Work request 1
In the passage on on-call engineer burnout, what share of employees globally does the McKinsey research say are experiencing burnout symptoms?
Work request 2
Continue the passage on on-call engineer burnout from its last sentence.

If you’re managing on-call engineers, here’s how to avoid burning them out down the line.
Chronic workplace stress burns employees out. According to recent research from McKinsey, one in four employees globally are experiencing burnout symptoms. Even engineers who are passionate about their jobs can feel stressed at work. As a tech leader, what can you do to significantly reduce stress for your on-call engineering team?
Why on-call engineers are feeling the heat
Site reliability engineers (SREs) are the guardians of production system health. They oversee and remedy outages, and vet changes developers want to put into production. Without them, technology operations would suddenly cease, causing major disruption to your business. Because failure isn’t an option, getting your on-call engineers the data they need quickly is critical to fixing problems and implementing longer-term solutions.
However, the recent growth of cloud native and the explosion of containers means the escalation of an important issue often ties up one, or even several, of your developers. So, instead of getting home on time, and spending time doing what they love, they’re tasked with resolving more and more complex problems.

Dataset content

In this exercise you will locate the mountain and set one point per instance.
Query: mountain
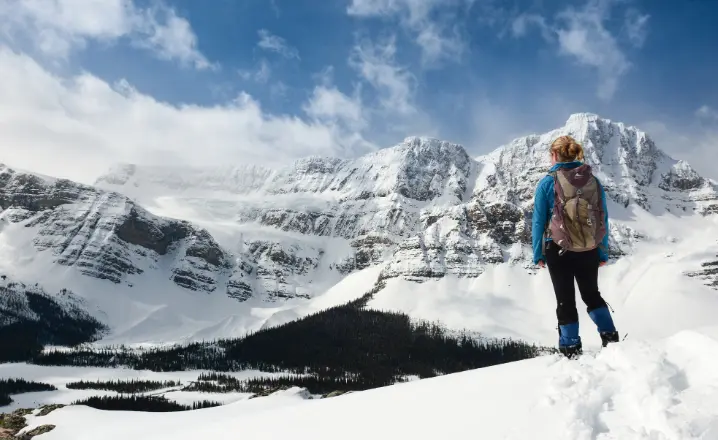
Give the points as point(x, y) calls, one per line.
point(188, 253)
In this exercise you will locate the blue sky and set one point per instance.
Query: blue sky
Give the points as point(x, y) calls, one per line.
point(268, 81)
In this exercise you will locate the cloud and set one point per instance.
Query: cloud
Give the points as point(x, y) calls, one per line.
point(581, 34)
point(438, 39)
point(695, 142)
point(274, 43)
point(395, 85)
point(329, 105)
point(58, 27)
point(636, 27)
point(77, 127)
point(707, 113)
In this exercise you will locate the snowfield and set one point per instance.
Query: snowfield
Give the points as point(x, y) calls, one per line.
point(659, 389)
point(61, 376)
point(445, 235)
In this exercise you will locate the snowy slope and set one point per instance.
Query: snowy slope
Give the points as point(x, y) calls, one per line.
point(658, 389)
point(257, 247)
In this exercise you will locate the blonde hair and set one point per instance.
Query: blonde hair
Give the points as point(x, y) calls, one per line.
point(567, 149)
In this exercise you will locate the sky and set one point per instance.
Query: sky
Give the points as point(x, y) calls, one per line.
point(85, 84)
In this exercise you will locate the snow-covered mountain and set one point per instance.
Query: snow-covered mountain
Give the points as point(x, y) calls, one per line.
point(189, 253)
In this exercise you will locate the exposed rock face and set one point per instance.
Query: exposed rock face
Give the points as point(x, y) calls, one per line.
point(105, 235)
point(423, 207)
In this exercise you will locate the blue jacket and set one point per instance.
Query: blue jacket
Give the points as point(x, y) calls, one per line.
point(543, 207)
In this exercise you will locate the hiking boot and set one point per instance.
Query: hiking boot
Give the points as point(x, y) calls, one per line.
point(571, 351)
point(609, 337)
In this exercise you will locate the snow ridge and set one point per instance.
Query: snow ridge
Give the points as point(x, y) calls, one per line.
point(423, 209)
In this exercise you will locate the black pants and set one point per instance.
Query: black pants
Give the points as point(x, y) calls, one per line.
point(581, 266)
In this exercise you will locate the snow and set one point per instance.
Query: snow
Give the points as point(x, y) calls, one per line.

Response 1
One in four.

Response 2
While still trying to ‘do more with less,’ SREs are typically working more hours with fewer people, and their day-to-day concerns now involve not only remedying urgent issues, but looking for sustainable ways to prevent downtime, including:
- Setting up query-based alert filters to reduce the burden of creating hundreds of monitors
- Easily creating dashboards that inform the right people at the right time
- Stopping sprawl and federating data for more business insights
All observability platforms provide on-call engineers with some task relief, but a closer look at the most popular ones reveals shortcomings. The traditional observability industry hasn’t been innovating enough to improve the stress of engineers taking front-line calls.
For example, organizations looking to standardize on open-source software (OSS) like Prometheus and OpenTelemetry (OTel) will often run their own observability solution in-house. However, the care and feeding needed to keep these DIY systems up and running creates busywork for your on-call engineers by making them connect the dots to become aware of, triage quickly, and understand the issue at hand. That’s where running in-house open-source solutions fall short.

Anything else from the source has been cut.